*EXERCISE*: Somewhere in the records below is a line containing "Find any visible car". Copy that line and everything after it through the end, unchanged.

+++

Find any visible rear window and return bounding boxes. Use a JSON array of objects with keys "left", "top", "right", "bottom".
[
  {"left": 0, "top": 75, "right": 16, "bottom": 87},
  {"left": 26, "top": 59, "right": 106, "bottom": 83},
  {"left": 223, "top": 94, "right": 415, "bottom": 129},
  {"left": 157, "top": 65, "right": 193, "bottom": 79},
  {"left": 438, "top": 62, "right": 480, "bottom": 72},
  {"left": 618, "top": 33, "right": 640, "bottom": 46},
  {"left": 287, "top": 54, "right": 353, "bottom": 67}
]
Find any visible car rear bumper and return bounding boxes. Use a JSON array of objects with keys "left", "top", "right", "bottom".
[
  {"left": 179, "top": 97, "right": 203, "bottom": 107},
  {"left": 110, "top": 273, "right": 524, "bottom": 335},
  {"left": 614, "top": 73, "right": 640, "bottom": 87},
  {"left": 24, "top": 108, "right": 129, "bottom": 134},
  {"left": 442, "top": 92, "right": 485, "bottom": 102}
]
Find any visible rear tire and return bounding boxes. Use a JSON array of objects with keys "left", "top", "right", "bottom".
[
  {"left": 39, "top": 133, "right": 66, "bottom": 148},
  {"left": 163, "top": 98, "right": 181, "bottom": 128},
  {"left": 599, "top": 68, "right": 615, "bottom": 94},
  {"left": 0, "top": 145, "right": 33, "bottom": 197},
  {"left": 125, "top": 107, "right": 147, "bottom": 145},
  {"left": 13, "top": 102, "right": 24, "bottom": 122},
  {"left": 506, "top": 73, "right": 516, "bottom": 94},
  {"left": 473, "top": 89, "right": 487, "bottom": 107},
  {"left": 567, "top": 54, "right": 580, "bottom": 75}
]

+++

*SOLUTION TO THIS PROBLEM*:
Find any visible car rear bumper and return bounding boxes. Use a JSON array of objects with keys "left", "top", "right", "bottom".
[
  {"left": 179, "top": 97, "right": 203, "bottom": 107},
  {"left": 110, "top": 273, "right": 524, "bottom": 335},
  {"left": 614, "top": 73, "right": 640, "bottom": 87},
  {"left": 24, "top": 108, "right": 129, "bottom": 134},
  {"left": 442, "top": 92, "right": 485, "bottom": 102}
]
Find any visible rear tire and return bounding boxes. Use a JSON array of objects with keys "left", "top", "right", "bottom".
[
  {"left": 39, "top": 133, "right": 66, "bottom": 148},
  {"left": 163, "top": 98, "right": 181, "bottom": 128},
  {"left": 599, "top": 68, "right": 615, "bottom": 94},
  {"left": 0, "top": 145, "right": 33, "bottom": 197},
  {"left": 125, "top": 107, "right": 147, "bottom": 145},
  {"left": 13, "top": 102, "right": 24, "bottom": 122},
  {"left": 506, "top": 73, "right": 516, "bottom": 94},
  {"left": 473, "top": 89, "right": 487, "bottom": 107},
  {"left": 567, "top": 54, "right": 580, "bottom": 75}
]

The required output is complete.